[Point localization data]
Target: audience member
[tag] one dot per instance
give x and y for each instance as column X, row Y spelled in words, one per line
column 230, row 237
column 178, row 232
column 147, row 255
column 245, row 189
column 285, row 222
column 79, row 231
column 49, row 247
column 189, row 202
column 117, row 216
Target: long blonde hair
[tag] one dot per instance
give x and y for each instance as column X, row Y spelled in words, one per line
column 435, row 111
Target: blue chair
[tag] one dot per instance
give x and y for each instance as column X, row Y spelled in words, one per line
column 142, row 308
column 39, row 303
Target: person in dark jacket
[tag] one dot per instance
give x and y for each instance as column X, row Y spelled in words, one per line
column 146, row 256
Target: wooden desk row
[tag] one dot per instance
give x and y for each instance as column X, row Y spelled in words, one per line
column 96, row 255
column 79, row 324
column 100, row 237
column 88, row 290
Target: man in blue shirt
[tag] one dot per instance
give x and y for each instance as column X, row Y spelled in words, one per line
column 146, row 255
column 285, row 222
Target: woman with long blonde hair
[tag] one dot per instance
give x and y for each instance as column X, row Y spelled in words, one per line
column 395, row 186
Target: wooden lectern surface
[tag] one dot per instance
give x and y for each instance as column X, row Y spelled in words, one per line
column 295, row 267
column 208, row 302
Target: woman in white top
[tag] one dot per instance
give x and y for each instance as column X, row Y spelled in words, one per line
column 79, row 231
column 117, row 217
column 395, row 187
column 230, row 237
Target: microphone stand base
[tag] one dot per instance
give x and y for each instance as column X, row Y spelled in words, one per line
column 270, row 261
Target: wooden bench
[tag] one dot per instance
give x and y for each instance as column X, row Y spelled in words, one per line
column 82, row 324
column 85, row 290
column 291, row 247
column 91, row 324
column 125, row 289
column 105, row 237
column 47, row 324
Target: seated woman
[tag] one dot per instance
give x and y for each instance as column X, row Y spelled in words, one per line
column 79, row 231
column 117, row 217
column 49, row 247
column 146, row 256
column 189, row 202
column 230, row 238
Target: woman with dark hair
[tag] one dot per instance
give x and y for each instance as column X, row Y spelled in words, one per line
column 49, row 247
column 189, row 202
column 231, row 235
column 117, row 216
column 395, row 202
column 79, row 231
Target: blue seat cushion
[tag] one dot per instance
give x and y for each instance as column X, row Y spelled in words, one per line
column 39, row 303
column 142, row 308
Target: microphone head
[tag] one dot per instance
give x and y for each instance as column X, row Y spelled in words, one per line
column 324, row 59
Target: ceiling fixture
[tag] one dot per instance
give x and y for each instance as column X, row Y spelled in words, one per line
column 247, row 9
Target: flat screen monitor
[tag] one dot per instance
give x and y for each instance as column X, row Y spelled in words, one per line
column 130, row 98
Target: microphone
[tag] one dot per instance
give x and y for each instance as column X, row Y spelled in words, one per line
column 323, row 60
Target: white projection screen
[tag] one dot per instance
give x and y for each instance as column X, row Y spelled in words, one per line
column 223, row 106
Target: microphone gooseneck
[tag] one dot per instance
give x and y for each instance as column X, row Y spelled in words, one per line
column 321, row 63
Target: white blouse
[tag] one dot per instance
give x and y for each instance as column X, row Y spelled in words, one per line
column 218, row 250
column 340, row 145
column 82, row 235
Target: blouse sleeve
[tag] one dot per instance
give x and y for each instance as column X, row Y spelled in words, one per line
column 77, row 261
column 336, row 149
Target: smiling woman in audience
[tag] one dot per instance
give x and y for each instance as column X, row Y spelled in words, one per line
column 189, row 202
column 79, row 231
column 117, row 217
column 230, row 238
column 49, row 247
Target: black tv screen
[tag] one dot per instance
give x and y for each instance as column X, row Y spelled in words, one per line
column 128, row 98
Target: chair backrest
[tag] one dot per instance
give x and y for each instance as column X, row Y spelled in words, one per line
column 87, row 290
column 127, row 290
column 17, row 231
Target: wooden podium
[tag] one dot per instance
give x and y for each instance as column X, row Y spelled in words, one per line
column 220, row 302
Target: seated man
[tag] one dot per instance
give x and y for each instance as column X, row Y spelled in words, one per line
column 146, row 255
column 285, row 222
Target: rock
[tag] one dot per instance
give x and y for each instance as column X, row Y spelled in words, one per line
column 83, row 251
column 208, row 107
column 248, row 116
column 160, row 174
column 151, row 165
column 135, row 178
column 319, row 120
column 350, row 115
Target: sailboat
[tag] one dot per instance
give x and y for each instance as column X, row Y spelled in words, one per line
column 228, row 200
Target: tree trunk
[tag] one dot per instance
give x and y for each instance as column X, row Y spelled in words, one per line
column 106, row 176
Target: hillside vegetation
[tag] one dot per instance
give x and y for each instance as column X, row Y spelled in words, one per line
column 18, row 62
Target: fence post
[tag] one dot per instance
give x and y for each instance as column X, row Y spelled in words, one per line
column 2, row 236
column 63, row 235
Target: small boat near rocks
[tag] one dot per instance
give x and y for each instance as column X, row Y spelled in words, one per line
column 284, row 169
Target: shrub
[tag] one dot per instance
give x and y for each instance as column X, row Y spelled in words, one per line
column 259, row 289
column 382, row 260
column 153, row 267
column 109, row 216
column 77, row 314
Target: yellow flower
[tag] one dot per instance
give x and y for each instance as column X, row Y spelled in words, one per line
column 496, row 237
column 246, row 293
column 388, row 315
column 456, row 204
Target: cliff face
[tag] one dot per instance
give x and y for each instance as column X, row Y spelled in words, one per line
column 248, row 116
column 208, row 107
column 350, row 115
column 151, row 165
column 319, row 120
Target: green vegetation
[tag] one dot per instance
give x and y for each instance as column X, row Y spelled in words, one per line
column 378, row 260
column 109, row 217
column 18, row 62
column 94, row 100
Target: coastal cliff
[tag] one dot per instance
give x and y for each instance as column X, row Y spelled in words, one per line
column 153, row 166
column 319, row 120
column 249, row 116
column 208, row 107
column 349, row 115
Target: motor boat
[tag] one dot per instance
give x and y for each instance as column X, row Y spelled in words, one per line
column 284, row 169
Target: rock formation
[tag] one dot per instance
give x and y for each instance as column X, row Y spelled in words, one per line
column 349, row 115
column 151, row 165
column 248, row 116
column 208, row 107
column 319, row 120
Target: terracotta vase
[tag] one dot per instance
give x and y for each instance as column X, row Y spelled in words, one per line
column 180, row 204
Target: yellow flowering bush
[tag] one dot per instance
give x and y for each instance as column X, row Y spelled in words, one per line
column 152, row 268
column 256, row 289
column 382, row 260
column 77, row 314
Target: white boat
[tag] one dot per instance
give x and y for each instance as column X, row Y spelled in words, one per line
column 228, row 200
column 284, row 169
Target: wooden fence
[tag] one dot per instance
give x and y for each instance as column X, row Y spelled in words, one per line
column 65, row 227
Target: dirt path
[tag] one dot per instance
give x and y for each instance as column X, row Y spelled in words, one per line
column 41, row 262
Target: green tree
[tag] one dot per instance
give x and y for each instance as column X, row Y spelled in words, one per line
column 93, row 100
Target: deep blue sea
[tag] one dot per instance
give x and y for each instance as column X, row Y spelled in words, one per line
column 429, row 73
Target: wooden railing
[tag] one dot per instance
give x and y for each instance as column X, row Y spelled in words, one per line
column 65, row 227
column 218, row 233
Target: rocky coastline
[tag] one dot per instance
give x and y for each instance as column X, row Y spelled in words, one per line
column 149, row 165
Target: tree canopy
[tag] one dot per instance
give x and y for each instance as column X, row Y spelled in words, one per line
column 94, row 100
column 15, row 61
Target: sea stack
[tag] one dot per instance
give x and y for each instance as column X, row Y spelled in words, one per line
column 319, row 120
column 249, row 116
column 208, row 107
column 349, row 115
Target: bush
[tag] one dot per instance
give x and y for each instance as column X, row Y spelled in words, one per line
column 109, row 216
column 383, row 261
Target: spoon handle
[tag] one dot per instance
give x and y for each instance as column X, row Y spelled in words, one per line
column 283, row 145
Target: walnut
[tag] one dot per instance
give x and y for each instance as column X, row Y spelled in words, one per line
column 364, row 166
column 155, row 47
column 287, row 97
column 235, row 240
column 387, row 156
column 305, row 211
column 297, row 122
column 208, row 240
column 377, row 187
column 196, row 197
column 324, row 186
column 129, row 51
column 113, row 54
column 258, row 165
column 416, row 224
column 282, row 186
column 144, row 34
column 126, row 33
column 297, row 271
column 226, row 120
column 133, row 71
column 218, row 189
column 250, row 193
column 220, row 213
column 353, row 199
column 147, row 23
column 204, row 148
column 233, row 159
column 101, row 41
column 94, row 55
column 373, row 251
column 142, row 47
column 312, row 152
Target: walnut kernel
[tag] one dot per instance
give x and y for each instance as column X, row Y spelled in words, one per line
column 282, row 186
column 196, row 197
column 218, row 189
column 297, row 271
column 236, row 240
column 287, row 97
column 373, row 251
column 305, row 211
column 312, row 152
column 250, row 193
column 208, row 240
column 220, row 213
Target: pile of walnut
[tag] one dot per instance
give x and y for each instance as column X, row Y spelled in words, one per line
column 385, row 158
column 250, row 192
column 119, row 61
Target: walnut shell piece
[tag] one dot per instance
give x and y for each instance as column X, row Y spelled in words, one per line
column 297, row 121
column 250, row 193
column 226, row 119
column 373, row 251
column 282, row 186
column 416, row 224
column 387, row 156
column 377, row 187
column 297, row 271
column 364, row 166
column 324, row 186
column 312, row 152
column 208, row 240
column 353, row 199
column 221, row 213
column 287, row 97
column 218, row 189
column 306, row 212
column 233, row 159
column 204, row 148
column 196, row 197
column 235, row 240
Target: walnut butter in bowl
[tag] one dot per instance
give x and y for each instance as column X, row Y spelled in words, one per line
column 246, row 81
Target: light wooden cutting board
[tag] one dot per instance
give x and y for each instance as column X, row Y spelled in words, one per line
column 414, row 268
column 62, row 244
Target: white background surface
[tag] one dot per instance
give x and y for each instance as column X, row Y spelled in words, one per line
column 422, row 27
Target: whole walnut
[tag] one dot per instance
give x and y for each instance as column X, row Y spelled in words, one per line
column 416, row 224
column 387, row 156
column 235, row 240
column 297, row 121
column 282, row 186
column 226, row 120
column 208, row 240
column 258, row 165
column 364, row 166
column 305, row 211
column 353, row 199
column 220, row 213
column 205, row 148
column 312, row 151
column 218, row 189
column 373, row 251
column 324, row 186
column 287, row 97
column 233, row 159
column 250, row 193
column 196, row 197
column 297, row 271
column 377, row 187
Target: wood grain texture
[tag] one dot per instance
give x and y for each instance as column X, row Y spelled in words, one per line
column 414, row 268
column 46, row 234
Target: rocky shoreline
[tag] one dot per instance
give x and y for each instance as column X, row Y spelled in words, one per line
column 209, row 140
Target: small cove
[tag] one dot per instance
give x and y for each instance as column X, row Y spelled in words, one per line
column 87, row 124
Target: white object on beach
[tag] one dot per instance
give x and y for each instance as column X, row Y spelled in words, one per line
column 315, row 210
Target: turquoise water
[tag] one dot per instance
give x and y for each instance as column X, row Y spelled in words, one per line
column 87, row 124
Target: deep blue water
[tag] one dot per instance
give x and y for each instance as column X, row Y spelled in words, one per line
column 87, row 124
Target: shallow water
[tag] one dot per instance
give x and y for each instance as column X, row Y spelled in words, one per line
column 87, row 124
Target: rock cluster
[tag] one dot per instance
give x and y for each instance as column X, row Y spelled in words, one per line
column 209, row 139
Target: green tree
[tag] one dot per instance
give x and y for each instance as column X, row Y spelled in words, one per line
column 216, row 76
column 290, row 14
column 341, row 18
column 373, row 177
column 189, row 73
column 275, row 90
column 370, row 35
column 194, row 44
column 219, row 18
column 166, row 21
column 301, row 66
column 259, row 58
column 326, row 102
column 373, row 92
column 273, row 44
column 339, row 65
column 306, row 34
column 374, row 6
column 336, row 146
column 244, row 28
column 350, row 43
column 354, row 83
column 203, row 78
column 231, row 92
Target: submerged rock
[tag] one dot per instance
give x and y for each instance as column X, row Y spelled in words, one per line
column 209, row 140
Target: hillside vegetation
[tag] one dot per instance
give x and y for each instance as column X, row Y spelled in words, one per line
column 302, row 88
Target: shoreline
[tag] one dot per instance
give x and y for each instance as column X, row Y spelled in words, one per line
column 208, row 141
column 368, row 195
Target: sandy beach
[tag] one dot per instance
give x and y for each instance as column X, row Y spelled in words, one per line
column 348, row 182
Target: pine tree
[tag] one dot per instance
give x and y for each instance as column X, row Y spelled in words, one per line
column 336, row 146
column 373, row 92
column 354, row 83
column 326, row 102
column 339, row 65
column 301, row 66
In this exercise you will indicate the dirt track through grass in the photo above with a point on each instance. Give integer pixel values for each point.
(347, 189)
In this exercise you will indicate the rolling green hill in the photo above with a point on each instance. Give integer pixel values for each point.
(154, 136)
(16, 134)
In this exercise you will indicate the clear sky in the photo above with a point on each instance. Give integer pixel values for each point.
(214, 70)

◆ Try it: Where in the records does the word "rocky" appear? Copy each line that holds it.

◆ Written solution:
Target: rocky coastline
Target: rocky shoreline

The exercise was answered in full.